(Directive) Reproduce the records exactly.

##### Data shown

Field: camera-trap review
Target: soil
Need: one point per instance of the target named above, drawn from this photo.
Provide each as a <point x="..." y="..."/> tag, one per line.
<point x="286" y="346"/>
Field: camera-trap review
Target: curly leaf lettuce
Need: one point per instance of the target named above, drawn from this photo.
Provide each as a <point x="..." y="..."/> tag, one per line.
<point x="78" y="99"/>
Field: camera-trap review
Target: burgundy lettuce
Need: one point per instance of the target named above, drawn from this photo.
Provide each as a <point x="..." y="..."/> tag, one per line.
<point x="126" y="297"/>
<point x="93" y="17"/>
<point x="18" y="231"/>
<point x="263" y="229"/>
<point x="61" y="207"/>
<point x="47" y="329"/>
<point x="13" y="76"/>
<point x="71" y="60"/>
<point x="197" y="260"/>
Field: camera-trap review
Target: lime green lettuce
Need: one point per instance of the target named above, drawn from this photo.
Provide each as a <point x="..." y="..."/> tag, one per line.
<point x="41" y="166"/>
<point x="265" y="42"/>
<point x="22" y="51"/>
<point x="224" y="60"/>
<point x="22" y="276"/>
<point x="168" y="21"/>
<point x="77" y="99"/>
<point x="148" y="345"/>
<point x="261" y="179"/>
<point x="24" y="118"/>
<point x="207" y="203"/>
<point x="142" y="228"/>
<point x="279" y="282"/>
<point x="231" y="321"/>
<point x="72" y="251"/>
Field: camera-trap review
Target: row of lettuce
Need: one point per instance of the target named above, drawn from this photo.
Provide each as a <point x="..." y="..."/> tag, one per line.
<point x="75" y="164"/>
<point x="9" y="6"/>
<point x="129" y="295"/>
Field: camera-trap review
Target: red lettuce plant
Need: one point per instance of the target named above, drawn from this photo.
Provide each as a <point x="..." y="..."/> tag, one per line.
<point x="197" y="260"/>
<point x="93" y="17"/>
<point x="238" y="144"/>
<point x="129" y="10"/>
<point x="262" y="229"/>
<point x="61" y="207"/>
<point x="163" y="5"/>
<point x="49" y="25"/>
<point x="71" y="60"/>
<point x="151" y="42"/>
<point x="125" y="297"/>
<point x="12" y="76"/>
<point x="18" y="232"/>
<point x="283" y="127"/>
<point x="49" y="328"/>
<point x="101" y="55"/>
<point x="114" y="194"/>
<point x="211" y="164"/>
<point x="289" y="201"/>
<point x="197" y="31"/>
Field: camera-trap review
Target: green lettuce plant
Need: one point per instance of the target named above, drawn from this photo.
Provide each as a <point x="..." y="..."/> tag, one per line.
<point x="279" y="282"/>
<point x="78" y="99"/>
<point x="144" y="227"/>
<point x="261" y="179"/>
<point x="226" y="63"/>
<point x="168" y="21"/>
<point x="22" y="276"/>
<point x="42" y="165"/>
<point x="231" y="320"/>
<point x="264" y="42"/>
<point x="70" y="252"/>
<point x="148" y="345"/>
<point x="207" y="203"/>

##########

(Solution to this problem)
Field: camera-trap review
Target: soil
Need: one point per instance of the target named above, drawn from this photo.
Provide each as a <point x="..." y="..."/> tag, one per line.
<point x="286" y="346"/>
Field: camera-trap review
Target: curly leaf lettuce
Need: one point per instance of the target named above, drawn from this photo.
Provide each as a <point x="..." y="..."/> tag, one per line.
<point x="78" y="99"/>
Field: camera-trap review
Target: burgundy lettuce
Need: one point per instance of the target named above, drawn from this photo.
Provide each as a <point x="..." y="..."/> tag, one per line.
<point x="126" y="297"/>
<point x="93" y="17"/>
<point x="18" y="231"/>
<point x="263" y="229"/>
<point x="61" y="207"/>
<point x="47" y="329"/>
<point x="13" y="76"/>
<point x="71" y="60"/>
<point x="197" y="260"/>
Field: camera-trap review
Target: lime green lettuce
Need: one point per instance of the target named above, drawn from this photo.
Provide each as a <point x="..." y="..."/> tag, one per line.
<point x="41" y="166"/>
<point x="265" y="42"/>
<point x="22" y="51"/>
<point x="224" y="60"/>
<point x="22" y="276"/>
<point x="168" y="21"/>
<point x="77" y="99"/>
<point x="148" y="345"/>
<point x="261" y="179"/>
<point x="24" y="118"/>
<point x="207" y="203"/>
<point x="142" y="228"/>
<point x="279" y="282"/>
<point x="231" y="321"/>
<point x="72" y="251"/>
Field: camera-trap review
Target: row of lettuce
Need: one point per instance of the target named above, drawn from this photo.
Provide each as a <point x="..." y="..."/> tag, one per line.
<point x="75" y="164"/>
<point x="9" y="6"/>
<point x="129" y="295"/>
Field: camera-trap review
Target: red lettuce plant
Need: one point per instance of the target named above, drawn from this photo.
Provide each as a <point x="..." y="..."/> tag, one per line.
<point x="197" y="260"/>
<point x="93" y="17"/>
<point x="238" y="144"/>
<point x="129" y="10"/>
<point x="262" y="229"/>
<point x="61" y="207"/>
<point x="163" y="5"/>
<point x="49" y="25"/>
<point x="71" y="60"/>
<point x="151" y="42"/>
<point x="125" y="297"/>
<point x="12" y="76"/>
<point x="18" y="232"/>
<point x="283" y="127"/>
<point x="49" y="328"/>
<point x="101" y="55"/>
<point x="114" y="194"/>
<point x="211" y="164"/>
<point x="289" y="201"/>
<point x="197" y="31"/>
Field: camera-trap review
Target: green lettuce plant
Need: one point per instance of the target named above, drawn from this photo.
Provide each as a <point x="..." y="..."/> tag, one per line.
<point x="279" y="282"/>
<point x="78" y="99"/>
<point x="144" y="227"/>
<point x="261" y="179"/>
<point x="226" y="63"/>
<point x="168" y="21"/>
<point x="22" y="276"/>
<point x="42" y="165"/>
<point x="231" y="320"/>
<point x="264" y="42"/>
<point x="70" y="252"/>
<point x="148" y="345"/>
<point x="207" y="203"/>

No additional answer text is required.